**CONSEGNA A**
Riporta tutte le righe che contengono la parola "grey".

Nel film vediamo infatti la figura del vampiro nel personaggio di Remmick, un essere di razza bianca che incarna metaforicamente lo storico colonizzatore occidentale. Nel film lui e i suoi simili non uccidono per nutrirsi, come siamo abituati a vedere nei prodotti sui vampiri, ma sono famelici della creatività degli afroamericani, che prosciugano per trasformare la loro arte nel proprio potere. È poi il famoso morso a suggellare l’appropriazione culturale e di conseguenza la cancellazione identitaria, in cui il corpo del malcapitato sopravvive ma la musica smette per sempre di essere viva.

image 34

Ma la vera chiave della storia è in realtà il blues. Nella pellicola non è solo un genere musicale, ma è trattato come un vero e proprio rito arcaico con potere sciamanico: ogni nota, riff di chitarra o frase cantata, non è solo musica, ma una preghiera laica. E infatti sarà proprio quella musica che farà da ponte tra il sacro e il profano, tra il mondo materiale e quello spirituale.

Motivo per cui è proprio il sound suonato da Sammie il cieco ad arriva ad attirare forze ultraterrene che nessuno comprende, a risvegliare i morti, a far piangere gli angeli e incatenare i demoni. Una musica che, quando arriva il momento propizio, sarà usata da Sammie per salvare e non per intrattenere, diventando un sacrificio consapevole per fermare i vampiri.

Il blues si trasforma pian piano in qualcosa di più, verso un mito moderno di forza viva, che resiste alla storia e riscrive persino la realtà attraverso il suono, perché il blues non può essere posseduto ma solo vissuto.

image 35

Oltre a ciò, la pellicola vuole anche trascrivere una mappa spirituale che incrocia pericolosamente religione e spiritualità ancestrale, Chiesa e Hoodoo. Una Chiesa coloniale protestante raffigurata come collusa e tiranna, che proprio negli anni ’30 ha svolto un ruolo chiave nell’oppressione e segregazione della comunità nera del Sud degli Stati Uniti. Dall’altra parte la spiritualità black degli spiriti della terra e degli antenati, vista come liberatrice e custode della memoria, che cerca di aiutare in tutti i modi i suoi “fratelli di sangue”.

Il regista sottolinea più volte questa contrapposizione, anche tramite la casa abbandonata che diventa poi il juke joint: ben presto scopriamo essere infatti un ex-chiesa battista, dunque un simbolo della religione bianca che si converte in un tempio di redenzione culturale nera.

**Righe del dataset**
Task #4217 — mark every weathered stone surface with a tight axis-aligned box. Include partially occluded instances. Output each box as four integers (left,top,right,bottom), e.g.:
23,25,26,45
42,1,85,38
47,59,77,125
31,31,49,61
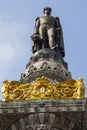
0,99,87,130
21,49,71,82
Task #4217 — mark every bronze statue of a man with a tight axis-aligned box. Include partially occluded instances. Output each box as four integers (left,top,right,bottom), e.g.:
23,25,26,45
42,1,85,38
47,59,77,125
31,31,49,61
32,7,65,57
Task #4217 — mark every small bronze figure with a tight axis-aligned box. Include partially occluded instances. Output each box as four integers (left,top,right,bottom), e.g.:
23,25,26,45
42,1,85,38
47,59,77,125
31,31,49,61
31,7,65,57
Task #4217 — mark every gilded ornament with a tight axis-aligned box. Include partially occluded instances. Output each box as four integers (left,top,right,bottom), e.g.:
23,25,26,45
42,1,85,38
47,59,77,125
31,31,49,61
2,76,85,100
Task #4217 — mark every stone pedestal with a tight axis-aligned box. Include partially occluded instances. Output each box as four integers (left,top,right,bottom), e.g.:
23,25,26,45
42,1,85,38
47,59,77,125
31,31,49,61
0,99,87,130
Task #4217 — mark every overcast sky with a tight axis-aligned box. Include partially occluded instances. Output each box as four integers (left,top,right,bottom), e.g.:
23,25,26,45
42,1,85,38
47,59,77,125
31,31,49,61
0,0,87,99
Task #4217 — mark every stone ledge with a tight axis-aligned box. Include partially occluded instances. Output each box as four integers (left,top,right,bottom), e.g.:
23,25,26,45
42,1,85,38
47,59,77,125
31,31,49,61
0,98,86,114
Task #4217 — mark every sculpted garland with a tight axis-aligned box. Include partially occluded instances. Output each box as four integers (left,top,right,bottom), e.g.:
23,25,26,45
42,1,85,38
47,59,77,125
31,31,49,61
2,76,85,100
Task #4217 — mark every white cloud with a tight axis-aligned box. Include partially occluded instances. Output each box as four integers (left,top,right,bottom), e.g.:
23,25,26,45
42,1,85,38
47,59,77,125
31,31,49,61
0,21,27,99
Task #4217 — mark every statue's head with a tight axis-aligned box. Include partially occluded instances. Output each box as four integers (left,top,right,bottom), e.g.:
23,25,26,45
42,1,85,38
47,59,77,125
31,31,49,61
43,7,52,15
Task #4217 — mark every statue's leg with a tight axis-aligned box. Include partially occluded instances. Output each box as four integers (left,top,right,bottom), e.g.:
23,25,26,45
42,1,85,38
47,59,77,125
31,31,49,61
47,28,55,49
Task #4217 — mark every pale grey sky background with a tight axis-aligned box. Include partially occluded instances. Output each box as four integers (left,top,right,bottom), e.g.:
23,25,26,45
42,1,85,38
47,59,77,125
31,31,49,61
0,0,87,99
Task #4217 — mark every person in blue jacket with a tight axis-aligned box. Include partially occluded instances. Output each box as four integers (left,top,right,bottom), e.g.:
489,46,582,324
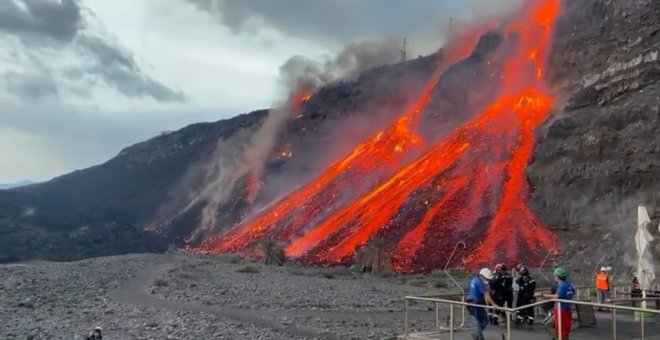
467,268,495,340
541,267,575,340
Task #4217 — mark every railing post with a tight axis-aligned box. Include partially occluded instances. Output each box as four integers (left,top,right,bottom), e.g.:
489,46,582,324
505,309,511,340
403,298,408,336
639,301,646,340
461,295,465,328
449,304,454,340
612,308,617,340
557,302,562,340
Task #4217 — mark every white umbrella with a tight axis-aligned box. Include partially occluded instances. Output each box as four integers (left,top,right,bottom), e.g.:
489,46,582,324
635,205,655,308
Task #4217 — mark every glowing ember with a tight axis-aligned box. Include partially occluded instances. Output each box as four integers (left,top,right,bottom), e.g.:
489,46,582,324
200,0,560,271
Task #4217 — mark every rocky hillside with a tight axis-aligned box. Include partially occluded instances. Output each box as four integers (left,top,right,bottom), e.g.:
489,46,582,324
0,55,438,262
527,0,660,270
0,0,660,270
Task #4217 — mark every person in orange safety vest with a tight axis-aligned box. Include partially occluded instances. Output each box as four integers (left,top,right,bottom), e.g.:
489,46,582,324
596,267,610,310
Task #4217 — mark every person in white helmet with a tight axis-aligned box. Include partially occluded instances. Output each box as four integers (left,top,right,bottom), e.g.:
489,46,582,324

**CONSEGNA B**
Stabilisci se le affermazioni seguenti concordano con il brano sul film e rispondi sì o no a ciascuna, citando le parole decisive del brano. (i) Nel film i vampiri uccidono per nutrirsi. (ii) La casa abbandonata che diventa il juke joint era in origine una chiesa battista. (iii) La Chiesa coloniale protestante è raffigurata come liberatrice.

**RISPOSTA FINALE A**
Task #4217 — mark every pale grey sky background with a tight axis-aligned box. Include partially occluded instances. Output each box as four integers (left,top,right,bottom), e.g.:

**RISPOSTA FINALE B**
(i) No: «lui e i suoi simili non uccidono per nutrirsi».
(ii) Sì: «ben presto scopriamo essere infatti un ex-chiesa battista».
(iii) No: «Una Chiesa coloniale protestante raffigurata come collusa e tiranna».